◆ **EXERCISE DETAILS**
Find the line that contains "Consider the photo above. Spot each instance of the upstairs" in the entries below. Write out that line and all that follow it, unchanged and alone.

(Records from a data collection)
[Start of Attachment]
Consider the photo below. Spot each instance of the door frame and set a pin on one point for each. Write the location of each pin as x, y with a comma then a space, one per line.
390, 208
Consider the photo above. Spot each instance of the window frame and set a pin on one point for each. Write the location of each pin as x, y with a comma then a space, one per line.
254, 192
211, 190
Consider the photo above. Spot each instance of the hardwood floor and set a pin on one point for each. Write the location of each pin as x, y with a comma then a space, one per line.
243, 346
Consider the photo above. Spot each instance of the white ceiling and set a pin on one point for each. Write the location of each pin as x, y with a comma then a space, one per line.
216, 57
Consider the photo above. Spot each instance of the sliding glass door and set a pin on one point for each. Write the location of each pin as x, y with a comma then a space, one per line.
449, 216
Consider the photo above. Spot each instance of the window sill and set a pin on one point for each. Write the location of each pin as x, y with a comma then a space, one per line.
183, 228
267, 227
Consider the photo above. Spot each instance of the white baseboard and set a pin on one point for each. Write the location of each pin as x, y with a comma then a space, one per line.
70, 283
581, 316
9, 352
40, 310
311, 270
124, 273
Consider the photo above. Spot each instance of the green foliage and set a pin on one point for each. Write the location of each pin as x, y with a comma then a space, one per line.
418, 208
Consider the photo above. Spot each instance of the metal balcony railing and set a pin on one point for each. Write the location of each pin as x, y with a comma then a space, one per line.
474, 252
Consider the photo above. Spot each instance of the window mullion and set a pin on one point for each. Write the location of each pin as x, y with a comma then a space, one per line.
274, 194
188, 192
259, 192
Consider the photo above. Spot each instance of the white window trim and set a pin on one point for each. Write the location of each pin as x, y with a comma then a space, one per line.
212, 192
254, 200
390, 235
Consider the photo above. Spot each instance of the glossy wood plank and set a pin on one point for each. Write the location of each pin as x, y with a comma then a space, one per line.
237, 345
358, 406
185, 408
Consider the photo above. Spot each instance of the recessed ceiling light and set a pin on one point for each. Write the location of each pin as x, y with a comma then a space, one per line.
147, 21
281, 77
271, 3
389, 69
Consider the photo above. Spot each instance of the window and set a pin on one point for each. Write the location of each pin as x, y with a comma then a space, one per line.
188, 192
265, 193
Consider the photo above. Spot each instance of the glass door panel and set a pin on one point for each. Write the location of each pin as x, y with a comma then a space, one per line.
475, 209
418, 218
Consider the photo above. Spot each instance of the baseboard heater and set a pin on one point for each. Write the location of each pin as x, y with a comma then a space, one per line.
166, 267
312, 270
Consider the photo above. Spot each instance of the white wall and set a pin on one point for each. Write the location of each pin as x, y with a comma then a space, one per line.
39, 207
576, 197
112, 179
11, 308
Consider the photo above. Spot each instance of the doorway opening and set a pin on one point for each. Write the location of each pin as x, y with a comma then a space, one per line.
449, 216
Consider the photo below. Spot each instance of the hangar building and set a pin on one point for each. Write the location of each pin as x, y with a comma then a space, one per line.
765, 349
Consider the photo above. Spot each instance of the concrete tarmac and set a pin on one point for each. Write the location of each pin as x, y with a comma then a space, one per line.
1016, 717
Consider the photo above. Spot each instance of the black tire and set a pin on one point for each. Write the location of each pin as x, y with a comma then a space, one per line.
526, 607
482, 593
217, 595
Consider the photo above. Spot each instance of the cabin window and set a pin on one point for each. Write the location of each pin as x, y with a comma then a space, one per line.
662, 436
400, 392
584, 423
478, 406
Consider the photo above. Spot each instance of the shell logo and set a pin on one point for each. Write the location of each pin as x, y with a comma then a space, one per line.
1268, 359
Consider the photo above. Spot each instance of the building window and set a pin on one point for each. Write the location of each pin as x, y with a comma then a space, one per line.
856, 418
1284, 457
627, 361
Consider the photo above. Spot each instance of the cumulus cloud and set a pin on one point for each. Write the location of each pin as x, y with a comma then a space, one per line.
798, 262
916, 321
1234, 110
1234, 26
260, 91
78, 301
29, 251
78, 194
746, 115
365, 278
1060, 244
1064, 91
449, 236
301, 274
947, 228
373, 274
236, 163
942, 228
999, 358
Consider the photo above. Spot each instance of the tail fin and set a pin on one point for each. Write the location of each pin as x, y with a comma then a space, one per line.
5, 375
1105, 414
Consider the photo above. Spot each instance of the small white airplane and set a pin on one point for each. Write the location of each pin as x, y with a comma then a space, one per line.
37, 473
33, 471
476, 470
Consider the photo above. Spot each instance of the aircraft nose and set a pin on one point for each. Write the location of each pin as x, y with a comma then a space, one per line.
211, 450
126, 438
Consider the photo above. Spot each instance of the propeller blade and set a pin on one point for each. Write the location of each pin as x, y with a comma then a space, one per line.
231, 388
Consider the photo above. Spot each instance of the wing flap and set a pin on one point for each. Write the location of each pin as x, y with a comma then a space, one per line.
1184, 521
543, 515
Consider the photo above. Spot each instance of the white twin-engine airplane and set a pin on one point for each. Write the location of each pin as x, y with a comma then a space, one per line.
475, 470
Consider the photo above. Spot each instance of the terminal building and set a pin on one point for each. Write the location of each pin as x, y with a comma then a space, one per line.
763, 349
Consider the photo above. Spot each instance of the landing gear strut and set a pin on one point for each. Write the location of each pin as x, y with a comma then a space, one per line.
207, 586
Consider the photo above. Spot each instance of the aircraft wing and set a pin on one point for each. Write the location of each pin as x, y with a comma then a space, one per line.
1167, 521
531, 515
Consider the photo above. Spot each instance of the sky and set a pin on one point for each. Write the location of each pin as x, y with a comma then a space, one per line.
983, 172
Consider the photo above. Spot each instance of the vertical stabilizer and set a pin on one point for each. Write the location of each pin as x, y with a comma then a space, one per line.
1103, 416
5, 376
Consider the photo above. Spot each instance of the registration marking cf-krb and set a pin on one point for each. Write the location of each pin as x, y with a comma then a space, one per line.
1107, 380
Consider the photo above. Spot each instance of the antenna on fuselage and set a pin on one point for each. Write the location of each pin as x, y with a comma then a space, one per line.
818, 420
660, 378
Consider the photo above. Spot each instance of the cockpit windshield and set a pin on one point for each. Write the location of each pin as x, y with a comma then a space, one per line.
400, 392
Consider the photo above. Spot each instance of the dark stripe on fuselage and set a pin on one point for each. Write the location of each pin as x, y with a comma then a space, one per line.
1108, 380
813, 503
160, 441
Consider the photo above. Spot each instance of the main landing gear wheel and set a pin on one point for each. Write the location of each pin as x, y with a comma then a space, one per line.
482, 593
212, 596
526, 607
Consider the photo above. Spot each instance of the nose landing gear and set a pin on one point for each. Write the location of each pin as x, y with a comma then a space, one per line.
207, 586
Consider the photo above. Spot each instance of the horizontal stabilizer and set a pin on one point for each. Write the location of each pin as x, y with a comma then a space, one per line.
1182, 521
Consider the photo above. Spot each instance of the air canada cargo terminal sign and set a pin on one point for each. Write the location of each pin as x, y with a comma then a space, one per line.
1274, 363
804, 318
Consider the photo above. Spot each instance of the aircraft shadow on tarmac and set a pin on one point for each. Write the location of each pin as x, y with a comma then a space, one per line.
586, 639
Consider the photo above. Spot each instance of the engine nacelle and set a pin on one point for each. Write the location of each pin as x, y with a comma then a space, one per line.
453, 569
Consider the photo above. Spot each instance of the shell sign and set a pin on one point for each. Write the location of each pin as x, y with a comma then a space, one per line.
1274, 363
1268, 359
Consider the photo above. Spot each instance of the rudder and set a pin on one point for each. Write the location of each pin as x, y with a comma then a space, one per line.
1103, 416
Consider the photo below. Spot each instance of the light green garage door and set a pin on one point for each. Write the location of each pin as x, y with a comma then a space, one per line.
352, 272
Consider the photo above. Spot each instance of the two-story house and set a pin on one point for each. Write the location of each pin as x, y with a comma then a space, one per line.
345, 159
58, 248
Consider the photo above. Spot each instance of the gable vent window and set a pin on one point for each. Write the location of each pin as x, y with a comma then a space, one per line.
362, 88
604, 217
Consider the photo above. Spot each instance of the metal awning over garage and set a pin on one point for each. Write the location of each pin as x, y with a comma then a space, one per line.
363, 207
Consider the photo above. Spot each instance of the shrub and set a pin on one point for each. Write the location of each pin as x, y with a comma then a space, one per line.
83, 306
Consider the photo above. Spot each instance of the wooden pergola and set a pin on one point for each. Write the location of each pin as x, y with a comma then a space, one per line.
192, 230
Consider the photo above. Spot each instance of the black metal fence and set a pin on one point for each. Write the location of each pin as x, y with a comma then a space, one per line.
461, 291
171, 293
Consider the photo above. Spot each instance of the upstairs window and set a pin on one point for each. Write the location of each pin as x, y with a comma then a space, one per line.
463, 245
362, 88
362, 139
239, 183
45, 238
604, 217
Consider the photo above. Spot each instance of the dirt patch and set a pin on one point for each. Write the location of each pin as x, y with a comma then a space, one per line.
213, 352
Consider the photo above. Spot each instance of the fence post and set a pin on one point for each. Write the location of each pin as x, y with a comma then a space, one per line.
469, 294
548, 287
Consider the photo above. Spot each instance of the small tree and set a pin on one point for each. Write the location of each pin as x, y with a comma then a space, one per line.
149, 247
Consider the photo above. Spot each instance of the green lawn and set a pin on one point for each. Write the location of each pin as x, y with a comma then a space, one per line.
[End of Attachment]
◆ **REPLY**
Consider the photo above. Spot each instance of the upstairs window and set a pin on one point for each. Write the location of each pin as x, y with a comma then a space, one per line.
463, 245
362, 88
362, 139
239, 183
45, 238
604, 217
Consider the photo above. Spot each instance of the dirt patch and set a pin on one point for each. Write the location of each pin as x, y with a comma then a space, one per line.
213, 352
Consider the photo above. Spot each instance of the fence post and set a pin on one point for each. Write the location of each pin as x, y with a comma then a space, one per line.
469, 294
548, 287
Consider the photo above. Spot each instance of the small tree and set a pin on one point for each. Write the location of each pin as x, y with a comma then a space, one per line.
149, 247
Consider the photo above. Spot each instance of the green lawn and set a pin on one point for each. Write the location of each pin as x, y with a comma then a space, one per line.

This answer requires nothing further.